> **Passage**
____________________

TL;DR: Mission-critical systems demand more than basic error handling. This guide covers using Effect.ts for typed error management, implementing wide events for observability, integrating Sentry for real-time monitoring, crafting user-friendly error messages, and maintaining platform stability through conservative update strategies.


The Cost of Silent Failures

At 3:47 AM, your payment system stops processing transactions. No alerts fire. No errors appear in your logs. Customers simply can’t complete their purchases. By the time you discover the issue during business hours, you’ve lost $50,000 in revenue and 200 customers have tweeted about your “broken” website.

This scenario plays out across companies every day. The culprit isn’t a lack of logging or error handling. It’s a lack of systematic reliability engineering. Traditional approaches treat errors as exceptions to handle when they occur. Mission control systems treat reliability as a first-class feature.

The fundamental shift: Stop asking “How do we fix bugs?” and start asking “How do we build systems where critical failures are impossible to miss?”

Architecture Overview: The Reliability Stack

Mission Control Architecture A comprehensive mission control system layers multiple reliability mechanisms

Building reliable systems requires five interconnected layers:

  1. Typed Error Handling: Effect.ts for explicit, trackable errors
  2. Real-Time Monitoring: Sentry integration with traces and context
  3. User-Centric Communication: Clear, actionable error messages
  4. Comprehensive Observability: Wide events for complete context
  5. Stability-First Operations: Conservative updates and graceful degradation

Let’s explore how these layers work together to create systems that fail gracefully, alert immediately, and recover automatically.


Layer 1: Typed Error Handling with Effect.ts

Traditional try-catch blocks are the silent killers of reliability. They hide error types from your type system, catch everything indiscriminately, and provide zero compile-time guarantees about error handling.

The Problem with Throw/Catch

// The type system lies to you
async function fetchUser(userId: string): Promise<User> {
  const response = await fetch(`/api/users/${userId}`);
  if (!response.ok) throw new Error("Request failed");
  return await response.json();
}

// TypeScript thinks this returns User
// But it can throw! When? What type? No one knows.

When something goes wrong, you’re left grep-ing through logs hoping to find a clue. The error might be a network timeout, a JSON parsing failure, or an authentication issue. But your code treats them identically.

Effect.ts: Errors as First-Class Citizens

Effect.ts introduces Effect<A, E, R>, a type that explicitly declares:

  • A: What success looks like
  • E: What can go wrong (typed)
  • R: What dependencies are needed
import { Effect, Data } from "effect";

// Define errors as data
class NetworkError extends Data.TaggedError("NetworkError")<{
  url: string;
  statusCode: number;
  retryable: boolean;
}> {}

class ParseError extends Data.TaggedError("ParseError")<{
  input: string;
  line?: number;
}> {}

// The signature tells the whole story
const fetchUser = (
  userId: string
): Effect.Effect<User, NetworkError | ParseError, never> =>
  Effect.gen(function* () {
    const response = yield* Effect.tryPromise({
      try: () => fetch(`/api/users/${userId}`),
      catch: (error) =>
        new NetworkError({
          url: `/api/users/${userId}`,
          statusCode: 0,
          retryable: true,
        }),
    });

    if (!response.ok) {
      yield* Effect.fail(
        new NetworkError({
          url: `/api/users/${userId}`,
          statusCode: response.status,
          retryable: response.status >= 500,
        })

____________________

> **Source data**
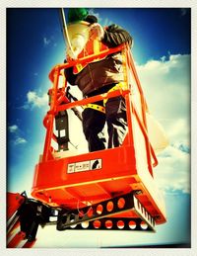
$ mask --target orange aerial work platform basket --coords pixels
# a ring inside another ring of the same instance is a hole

____________________

> **Exercises to complete**
**a)** Reproduce everything in the reliability guide from "Layer 1: Typed" down to "about error handling.".
**b)** In the reliability guide, what does the R in Effect<A, E, R> declare?
**c)** Carry the reliability guide on from the point where it stops.

> **Responses for each task**
**a)**
Layer 1: Typed Error Handling with Effect.ts

Traditional try-catch blocks are the silent killers of reliability. They hide error types from your type system, catch everything indiscriminately, and provide zero compile-time guarantees about error handling.

**b)** What dependencies are needed.

**c)**
      );
    }

    const text = yield* Effect.promise(() => response.text());

    return yield* Effect.try({
      try: () => JSON.parse(text) as User,
      catch: (error) =>
        new ParseError({
          input: text.substring(0, 200),
        }),
    });
  });

Now when you use fetchUser, the compiler forces you to handle both NetworkError and ParseError. No surprises at runtime.

Strategic Error Handling

Effect provides powerful combinators for handling errors based on their type and severity:

import { Effect, Schedule } from "effect";

// Retry only retryable network errors with exponential backoff
const resilientFetch = fetchUser("123").pipe(
  Effect.retry({
    schedule: Schedule.exponential("100 millis").pipe(
      Schedule.intersect(Schedule.recurs(3))
    ),
    while: (error) => error._tag === "NetworkError" && error.retryable,
  }),
  
  // Fall back to cache on persistent failures
  Effect.orElse(() => fetchFromCache("123")),
  
  // Log all failures for observability
  Effect.tapError((error) =>
    Effect.logError("User fetch failed", { error, userId: "123" })
  )
);

Key insight: Not all errors are equal. Expected errors like network timeouts or validation failures deserve recovery strategies. Defects like null pointer exceptions or logic errors should crash loudly and immediately. Effect distinguishes between them.


Layer 2: Real-Time Error Monitoring with Sentry

Typed errors are powerful, but you still need visibility into what’s happening in production. That’s where Sentry comes in. It works not just as an error logger, but as a mission control dashboard.

Beyond Basic Error Reporting

Most Sentry integrations capture the error and call it a day. A mission control integration captures context, traces execution, and correlates across services.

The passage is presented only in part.